[Polygon outlines for photos]

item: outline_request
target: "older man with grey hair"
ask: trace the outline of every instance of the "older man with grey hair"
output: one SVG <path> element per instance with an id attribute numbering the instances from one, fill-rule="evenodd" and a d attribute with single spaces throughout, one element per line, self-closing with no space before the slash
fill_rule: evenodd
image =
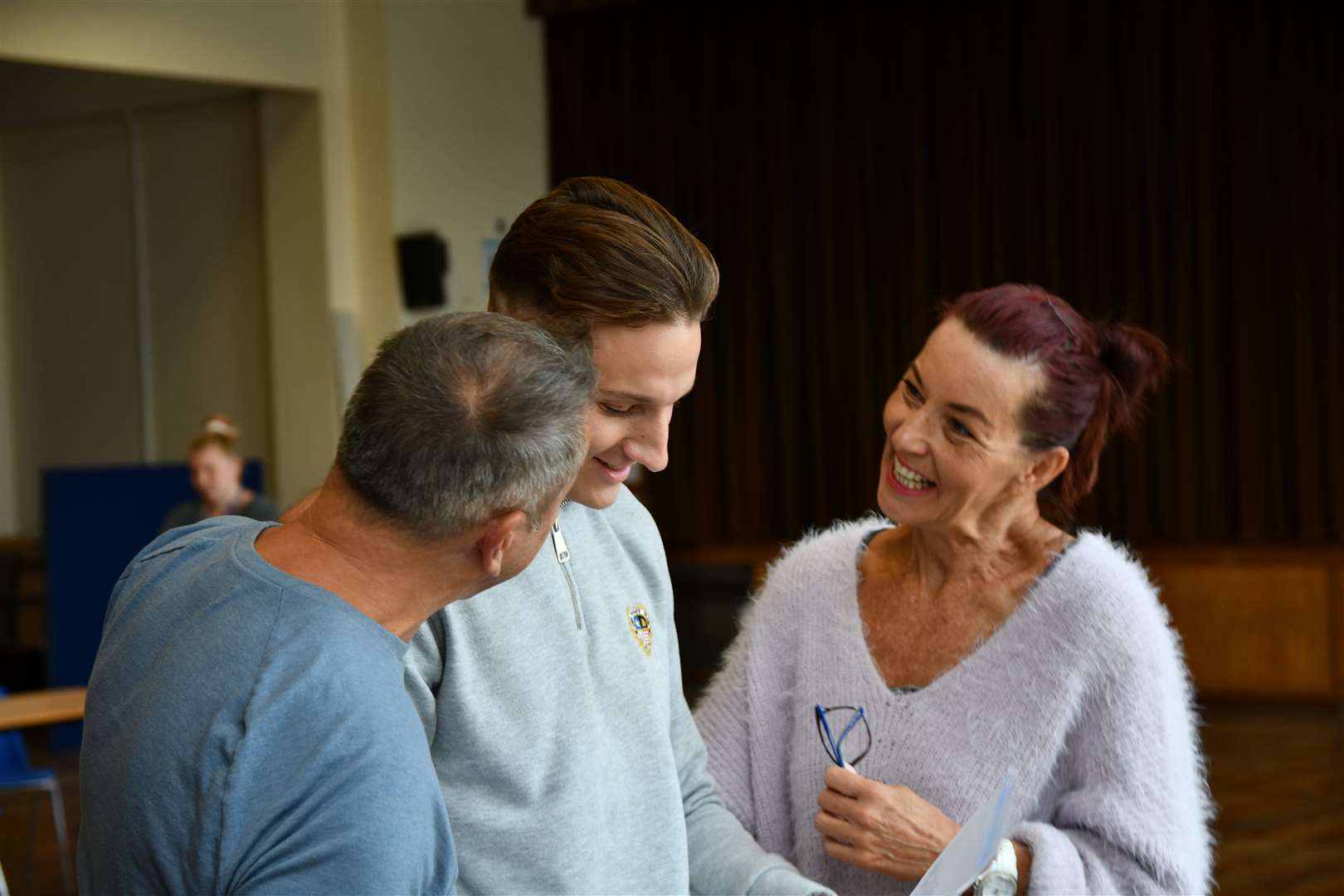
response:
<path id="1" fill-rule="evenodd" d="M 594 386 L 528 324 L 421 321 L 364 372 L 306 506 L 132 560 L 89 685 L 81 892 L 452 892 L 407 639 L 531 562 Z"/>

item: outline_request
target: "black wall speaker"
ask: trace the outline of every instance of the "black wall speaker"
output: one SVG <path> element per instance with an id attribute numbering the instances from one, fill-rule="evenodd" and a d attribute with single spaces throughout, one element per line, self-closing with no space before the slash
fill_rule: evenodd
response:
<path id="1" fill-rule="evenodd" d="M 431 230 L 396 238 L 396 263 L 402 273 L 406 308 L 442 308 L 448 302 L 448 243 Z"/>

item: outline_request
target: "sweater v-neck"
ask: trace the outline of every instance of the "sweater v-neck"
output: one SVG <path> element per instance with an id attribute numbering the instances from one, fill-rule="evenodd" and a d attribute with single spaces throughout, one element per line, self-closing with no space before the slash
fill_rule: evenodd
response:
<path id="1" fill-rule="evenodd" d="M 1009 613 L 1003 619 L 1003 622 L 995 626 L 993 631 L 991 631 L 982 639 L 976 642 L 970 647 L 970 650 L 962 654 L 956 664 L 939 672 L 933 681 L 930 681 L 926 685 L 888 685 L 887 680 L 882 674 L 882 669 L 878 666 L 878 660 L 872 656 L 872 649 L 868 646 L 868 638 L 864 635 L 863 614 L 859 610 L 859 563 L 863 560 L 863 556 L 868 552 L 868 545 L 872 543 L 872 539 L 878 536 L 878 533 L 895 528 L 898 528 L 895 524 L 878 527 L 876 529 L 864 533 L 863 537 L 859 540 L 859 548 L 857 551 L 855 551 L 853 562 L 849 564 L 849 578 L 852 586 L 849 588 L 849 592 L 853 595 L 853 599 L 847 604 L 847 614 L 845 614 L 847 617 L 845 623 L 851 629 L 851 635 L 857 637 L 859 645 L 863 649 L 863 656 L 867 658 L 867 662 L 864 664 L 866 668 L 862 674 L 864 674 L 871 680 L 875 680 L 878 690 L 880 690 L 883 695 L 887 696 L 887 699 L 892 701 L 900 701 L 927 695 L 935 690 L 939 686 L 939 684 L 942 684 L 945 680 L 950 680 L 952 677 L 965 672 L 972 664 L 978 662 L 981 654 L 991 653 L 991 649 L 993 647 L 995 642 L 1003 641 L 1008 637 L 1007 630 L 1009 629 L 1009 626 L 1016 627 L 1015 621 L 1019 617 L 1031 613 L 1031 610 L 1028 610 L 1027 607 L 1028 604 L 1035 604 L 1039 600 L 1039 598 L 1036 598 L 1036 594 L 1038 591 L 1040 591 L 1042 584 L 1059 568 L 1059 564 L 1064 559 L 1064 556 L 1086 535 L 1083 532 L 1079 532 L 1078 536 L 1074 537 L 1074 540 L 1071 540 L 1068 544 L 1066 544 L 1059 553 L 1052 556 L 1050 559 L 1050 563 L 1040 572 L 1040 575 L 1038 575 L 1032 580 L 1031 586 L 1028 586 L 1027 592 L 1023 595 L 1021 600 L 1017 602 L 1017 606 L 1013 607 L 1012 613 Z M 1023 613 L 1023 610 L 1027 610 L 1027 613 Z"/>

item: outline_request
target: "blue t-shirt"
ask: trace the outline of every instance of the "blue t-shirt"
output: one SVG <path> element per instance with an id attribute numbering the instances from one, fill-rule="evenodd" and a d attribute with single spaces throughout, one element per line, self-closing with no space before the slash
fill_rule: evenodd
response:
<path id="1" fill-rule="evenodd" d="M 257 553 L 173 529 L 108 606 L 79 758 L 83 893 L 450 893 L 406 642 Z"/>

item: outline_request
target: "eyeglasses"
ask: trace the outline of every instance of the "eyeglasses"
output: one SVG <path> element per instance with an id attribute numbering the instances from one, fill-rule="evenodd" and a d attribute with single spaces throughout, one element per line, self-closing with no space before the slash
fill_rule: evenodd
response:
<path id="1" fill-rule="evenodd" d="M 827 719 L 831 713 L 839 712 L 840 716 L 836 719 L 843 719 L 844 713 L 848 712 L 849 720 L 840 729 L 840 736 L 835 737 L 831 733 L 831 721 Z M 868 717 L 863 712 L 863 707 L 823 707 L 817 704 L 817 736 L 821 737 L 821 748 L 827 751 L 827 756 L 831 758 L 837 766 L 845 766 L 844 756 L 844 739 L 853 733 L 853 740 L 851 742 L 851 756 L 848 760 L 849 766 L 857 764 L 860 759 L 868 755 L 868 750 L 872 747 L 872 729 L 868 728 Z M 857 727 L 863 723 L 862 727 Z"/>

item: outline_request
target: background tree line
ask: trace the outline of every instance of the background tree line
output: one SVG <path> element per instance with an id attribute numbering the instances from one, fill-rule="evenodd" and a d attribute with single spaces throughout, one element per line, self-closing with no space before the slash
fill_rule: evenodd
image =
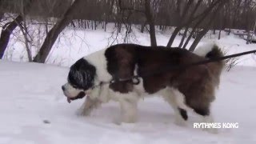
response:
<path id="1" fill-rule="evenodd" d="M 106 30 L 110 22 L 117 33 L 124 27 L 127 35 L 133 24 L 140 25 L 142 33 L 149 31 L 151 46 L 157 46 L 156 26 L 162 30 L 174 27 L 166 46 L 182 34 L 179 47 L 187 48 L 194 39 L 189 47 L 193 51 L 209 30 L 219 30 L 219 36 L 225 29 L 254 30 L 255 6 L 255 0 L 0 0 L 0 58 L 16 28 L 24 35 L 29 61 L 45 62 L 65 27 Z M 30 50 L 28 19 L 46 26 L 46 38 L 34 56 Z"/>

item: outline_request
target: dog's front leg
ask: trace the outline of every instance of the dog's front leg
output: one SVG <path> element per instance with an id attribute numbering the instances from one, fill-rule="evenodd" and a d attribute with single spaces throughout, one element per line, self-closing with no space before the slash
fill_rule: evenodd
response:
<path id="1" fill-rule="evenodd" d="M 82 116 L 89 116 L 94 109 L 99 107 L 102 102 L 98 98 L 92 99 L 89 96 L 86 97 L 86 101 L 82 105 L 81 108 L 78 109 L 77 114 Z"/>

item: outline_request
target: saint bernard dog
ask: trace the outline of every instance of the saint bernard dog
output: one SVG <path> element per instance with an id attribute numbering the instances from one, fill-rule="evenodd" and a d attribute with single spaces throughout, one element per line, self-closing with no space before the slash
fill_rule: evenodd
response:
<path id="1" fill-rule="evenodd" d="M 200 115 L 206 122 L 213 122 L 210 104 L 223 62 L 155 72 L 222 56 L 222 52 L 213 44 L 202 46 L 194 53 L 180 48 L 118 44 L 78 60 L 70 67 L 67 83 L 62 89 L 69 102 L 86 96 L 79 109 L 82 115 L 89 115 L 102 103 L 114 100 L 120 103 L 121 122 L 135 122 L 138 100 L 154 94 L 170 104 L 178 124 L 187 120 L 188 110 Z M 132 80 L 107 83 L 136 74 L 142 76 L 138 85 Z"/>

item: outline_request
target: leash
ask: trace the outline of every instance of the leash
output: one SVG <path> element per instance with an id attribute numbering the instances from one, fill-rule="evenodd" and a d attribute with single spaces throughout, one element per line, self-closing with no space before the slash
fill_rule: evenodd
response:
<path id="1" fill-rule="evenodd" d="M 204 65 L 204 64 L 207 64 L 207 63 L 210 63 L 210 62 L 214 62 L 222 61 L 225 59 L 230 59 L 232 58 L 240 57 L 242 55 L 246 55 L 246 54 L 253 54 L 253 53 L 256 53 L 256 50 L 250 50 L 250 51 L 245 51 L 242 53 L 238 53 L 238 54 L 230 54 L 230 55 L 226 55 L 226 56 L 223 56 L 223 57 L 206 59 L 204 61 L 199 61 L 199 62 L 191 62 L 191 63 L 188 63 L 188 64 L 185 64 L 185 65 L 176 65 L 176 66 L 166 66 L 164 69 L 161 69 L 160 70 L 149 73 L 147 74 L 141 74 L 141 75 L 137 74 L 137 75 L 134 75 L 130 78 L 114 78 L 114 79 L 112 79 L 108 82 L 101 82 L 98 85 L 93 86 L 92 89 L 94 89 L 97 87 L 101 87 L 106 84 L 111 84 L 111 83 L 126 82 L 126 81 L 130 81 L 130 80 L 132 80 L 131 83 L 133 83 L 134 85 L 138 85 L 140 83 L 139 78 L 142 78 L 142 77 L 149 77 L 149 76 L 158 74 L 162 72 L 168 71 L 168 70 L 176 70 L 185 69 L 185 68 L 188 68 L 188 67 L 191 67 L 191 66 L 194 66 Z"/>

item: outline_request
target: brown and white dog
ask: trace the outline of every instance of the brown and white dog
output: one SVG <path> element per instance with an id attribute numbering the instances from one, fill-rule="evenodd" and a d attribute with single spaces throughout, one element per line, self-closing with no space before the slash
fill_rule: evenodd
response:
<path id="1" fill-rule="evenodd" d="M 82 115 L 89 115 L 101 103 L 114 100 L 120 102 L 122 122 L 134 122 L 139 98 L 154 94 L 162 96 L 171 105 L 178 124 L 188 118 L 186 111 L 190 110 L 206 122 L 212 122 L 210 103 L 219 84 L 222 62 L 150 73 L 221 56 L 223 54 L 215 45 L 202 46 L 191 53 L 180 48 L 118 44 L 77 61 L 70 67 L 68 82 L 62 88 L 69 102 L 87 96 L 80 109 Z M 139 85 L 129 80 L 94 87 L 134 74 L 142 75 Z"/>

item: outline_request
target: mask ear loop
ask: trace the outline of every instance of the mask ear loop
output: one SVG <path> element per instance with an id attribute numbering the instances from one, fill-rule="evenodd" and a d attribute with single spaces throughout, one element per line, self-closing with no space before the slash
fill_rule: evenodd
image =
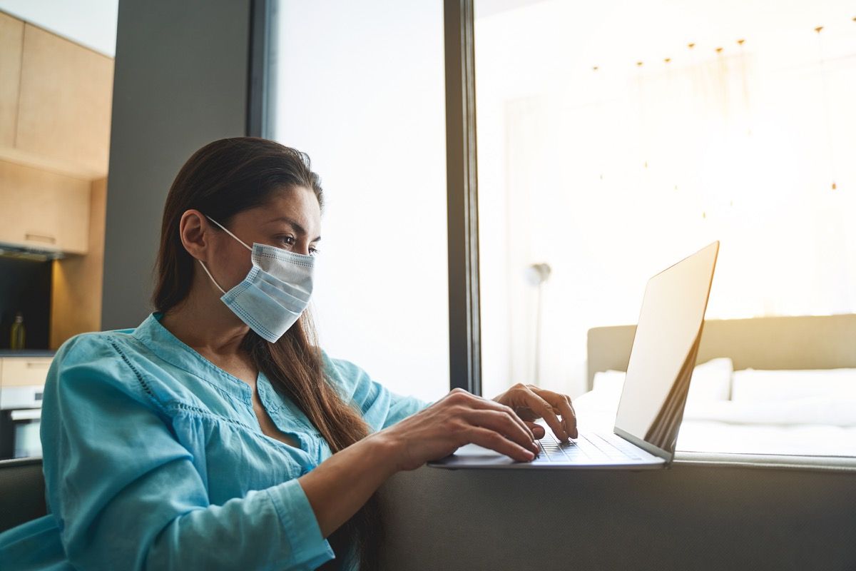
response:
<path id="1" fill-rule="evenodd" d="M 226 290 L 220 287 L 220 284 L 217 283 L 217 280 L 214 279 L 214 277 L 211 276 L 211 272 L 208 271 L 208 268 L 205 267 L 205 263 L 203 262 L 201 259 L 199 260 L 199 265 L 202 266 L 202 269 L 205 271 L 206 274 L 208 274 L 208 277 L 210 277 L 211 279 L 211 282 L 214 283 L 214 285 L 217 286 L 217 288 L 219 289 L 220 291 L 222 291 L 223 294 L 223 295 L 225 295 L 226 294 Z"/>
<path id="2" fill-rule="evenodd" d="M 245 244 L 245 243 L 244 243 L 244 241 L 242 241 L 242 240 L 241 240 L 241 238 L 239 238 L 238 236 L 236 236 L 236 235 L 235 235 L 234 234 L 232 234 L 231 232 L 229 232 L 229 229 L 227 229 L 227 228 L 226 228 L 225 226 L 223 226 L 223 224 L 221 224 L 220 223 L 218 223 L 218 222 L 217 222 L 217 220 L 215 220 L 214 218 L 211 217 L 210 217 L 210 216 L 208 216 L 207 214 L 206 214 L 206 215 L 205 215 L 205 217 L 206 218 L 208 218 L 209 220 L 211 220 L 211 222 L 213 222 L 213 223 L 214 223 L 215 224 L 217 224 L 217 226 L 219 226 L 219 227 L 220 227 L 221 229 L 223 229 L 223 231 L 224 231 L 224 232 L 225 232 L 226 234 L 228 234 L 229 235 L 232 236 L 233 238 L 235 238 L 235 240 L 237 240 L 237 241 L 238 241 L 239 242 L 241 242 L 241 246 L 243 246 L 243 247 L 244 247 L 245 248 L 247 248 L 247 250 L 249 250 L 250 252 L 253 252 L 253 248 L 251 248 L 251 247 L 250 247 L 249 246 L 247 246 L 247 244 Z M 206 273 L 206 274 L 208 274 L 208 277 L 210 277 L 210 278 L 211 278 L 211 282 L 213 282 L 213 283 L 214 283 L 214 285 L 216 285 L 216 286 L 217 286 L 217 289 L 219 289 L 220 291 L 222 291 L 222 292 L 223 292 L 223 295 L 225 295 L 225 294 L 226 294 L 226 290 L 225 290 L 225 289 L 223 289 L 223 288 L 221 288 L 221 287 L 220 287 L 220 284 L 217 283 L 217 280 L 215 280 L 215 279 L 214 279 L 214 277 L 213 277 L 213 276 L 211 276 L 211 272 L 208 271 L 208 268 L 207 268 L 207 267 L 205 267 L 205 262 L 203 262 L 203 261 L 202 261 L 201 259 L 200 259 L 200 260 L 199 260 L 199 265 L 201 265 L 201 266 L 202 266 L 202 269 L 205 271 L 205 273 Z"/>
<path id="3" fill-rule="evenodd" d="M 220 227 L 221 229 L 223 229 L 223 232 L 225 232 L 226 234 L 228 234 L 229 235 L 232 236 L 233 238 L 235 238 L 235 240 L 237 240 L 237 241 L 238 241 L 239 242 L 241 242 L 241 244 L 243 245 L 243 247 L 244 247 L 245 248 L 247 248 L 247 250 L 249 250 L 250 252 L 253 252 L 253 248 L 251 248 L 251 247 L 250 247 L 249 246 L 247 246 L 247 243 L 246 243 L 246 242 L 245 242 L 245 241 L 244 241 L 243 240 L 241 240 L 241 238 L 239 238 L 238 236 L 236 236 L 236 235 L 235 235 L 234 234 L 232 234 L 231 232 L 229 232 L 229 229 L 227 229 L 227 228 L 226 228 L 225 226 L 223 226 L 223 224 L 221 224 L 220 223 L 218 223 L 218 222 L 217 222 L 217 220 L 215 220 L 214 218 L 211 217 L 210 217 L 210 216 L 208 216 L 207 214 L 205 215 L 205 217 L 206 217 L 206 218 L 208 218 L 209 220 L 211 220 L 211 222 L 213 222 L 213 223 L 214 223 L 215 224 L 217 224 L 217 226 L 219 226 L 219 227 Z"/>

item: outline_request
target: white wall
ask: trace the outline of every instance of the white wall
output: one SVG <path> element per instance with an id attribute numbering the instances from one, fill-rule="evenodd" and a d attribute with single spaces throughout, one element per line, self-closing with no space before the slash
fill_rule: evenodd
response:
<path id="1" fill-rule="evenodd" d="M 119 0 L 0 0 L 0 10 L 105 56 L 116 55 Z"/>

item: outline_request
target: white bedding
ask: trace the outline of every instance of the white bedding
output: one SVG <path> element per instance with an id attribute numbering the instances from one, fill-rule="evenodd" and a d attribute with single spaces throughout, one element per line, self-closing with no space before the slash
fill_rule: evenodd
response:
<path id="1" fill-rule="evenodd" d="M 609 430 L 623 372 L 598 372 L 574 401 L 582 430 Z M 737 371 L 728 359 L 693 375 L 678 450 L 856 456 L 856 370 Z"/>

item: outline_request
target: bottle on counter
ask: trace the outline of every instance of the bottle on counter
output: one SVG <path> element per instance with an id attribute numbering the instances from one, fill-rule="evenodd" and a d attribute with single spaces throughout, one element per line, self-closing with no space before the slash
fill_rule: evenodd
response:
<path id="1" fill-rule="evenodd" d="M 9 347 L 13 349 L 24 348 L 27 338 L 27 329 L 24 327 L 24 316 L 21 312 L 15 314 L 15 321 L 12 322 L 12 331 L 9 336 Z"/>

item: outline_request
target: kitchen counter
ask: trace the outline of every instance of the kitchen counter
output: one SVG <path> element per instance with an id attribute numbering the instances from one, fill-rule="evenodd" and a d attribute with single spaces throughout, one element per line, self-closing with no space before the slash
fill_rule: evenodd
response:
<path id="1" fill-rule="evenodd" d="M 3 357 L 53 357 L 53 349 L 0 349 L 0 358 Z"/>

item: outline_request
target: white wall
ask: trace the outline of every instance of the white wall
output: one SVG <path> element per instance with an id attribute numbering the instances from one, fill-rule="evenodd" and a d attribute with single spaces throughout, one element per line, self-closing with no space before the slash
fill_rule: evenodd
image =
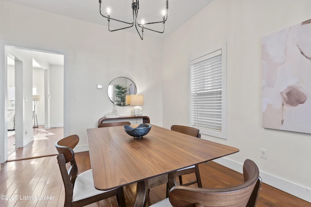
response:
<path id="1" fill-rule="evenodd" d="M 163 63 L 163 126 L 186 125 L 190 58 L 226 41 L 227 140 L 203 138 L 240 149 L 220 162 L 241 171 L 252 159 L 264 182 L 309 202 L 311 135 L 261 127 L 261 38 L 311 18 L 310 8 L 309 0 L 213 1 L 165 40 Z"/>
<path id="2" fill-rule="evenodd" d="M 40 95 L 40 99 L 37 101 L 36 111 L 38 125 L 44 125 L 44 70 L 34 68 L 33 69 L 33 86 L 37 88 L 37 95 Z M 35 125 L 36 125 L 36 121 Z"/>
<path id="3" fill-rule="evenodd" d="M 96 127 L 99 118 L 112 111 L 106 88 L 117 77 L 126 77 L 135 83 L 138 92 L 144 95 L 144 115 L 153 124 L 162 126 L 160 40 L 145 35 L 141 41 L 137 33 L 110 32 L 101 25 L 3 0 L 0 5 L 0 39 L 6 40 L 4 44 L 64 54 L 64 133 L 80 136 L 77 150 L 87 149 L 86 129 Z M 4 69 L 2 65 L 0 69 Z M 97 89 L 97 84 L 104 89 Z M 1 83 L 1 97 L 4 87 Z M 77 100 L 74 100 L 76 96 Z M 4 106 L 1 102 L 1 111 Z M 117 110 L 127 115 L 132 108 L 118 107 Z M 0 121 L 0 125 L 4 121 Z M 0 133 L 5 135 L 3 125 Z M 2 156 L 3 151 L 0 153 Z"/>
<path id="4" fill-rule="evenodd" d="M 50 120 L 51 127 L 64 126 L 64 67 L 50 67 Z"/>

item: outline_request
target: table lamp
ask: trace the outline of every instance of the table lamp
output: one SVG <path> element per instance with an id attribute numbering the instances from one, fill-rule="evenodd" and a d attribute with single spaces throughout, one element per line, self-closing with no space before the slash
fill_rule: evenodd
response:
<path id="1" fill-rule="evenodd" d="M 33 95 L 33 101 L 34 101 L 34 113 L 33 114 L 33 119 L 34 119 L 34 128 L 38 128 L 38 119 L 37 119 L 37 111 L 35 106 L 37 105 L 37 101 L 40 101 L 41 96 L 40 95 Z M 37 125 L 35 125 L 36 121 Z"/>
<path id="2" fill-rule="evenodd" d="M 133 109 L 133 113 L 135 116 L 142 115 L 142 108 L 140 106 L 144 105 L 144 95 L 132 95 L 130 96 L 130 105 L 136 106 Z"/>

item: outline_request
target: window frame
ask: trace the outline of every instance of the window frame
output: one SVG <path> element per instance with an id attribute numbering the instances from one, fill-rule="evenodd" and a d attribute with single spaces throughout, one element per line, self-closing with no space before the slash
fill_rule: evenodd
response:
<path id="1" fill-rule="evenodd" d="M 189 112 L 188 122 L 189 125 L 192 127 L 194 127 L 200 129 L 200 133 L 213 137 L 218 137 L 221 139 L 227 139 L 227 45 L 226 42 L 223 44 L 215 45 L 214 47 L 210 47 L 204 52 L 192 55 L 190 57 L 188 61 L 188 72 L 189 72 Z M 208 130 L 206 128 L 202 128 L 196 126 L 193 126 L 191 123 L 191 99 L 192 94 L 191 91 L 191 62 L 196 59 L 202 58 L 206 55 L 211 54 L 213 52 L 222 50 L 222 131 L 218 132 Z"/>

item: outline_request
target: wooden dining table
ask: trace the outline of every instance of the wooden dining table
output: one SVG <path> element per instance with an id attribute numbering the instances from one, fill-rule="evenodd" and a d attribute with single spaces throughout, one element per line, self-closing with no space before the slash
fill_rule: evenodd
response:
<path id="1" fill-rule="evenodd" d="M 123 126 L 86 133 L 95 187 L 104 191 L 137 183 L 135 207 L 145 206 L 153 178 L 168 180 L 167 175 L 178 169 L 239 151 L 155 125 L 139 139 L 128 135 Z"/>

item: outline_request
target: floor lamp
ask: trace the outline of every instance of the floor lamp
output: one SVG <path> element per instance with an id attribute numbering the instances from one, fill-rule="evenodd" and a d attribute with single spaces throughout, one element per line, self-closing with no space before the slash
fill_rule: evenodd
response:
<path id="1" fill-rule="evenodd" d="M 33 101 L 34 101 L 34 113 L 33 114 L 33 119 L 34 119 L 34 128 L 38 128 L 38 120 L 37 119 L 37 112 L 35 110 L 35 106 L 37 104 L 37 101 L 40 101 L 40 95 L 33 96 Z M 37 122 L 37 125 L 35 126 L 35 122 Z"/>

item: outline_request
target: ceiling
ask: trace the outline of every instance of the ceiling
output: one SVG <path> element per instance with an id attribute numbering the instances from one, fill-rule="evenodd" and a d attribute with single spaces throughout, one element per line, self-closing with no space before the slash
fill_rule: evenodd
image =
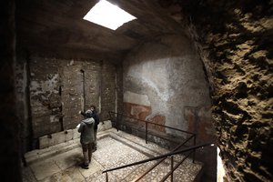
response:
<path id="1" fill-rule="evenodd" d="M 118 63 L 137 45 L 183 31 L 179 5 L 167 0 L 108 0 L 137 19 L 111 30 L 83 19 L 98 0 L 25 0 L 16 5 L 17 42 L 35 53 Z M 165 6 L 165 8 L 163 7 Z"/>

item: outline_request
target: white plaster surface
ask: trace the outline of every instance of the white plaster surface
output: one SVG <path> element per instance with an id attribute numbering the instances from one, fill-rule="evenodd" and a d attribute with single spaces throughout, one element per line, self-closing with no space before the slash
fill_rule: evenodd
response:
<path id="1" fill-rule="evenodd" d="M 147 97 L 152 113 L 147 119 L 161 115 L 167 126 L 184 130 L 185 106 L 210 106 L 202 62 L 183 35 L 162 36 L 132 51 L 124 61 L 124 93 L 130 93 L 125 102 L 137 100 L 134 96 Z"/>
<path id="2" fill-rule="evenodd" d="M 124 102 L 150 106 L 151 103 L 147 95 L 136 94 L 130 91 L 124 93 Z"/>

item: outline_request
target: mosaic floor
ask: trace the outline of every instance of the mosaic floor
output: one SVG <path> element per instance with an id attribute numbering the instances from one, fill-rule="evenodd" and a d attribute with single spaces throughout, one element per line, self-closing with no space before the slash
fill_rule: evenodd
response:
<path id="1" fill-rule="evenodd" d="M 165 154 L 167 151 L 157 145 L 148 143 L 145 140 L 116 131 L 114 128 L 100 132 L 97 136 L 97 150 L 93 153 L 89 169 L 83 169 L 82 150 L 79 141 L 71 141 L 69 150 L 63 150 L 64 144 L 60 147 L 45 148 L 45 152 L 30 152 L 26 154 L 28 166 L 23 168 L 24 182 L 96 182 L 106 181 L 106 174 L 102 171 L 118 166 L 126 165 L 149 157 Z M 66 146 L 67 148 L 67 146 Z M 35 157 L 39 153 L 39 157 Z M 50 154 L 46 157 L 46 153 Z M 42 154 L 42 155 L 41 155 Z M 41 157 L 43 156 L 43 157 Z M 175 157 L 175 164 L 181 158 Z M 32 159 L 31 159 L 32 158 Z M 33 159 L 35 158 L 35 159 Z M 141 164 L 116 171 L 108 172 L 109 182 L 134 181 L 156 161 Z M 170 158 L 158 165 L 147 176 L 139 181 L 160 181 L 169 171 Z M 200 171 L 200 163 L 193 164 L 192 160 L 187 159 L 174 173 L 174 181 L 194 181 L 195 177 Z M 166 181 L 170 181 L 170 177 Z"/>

▸ Stated exercise
Repeat the records from their start through the line containing "594 386 L 528", with that line included. Leave the pictures out of your answer.

▸ Exercise answer
item: outline_request
target: "older man with grey hair"
ask: trace the outline of every instance of the "older man with grey hair"
output: one SVG <path> element per instance with an id attribute numbering the instances from one, fill-rule="evenodd" and a d attribute with single spaces throughout, one element per line, self-closing with no space before the slash
fill_rule: evenodd
image =
response:
<path id="1" fill-rule="evenodd" d="M 594 386 L 528 324 L 421 321 L 364 372 L 306 506 L 132 560 L 89 685 L 81 892 L 452 892 L 407 639 L 531 562 Z"/>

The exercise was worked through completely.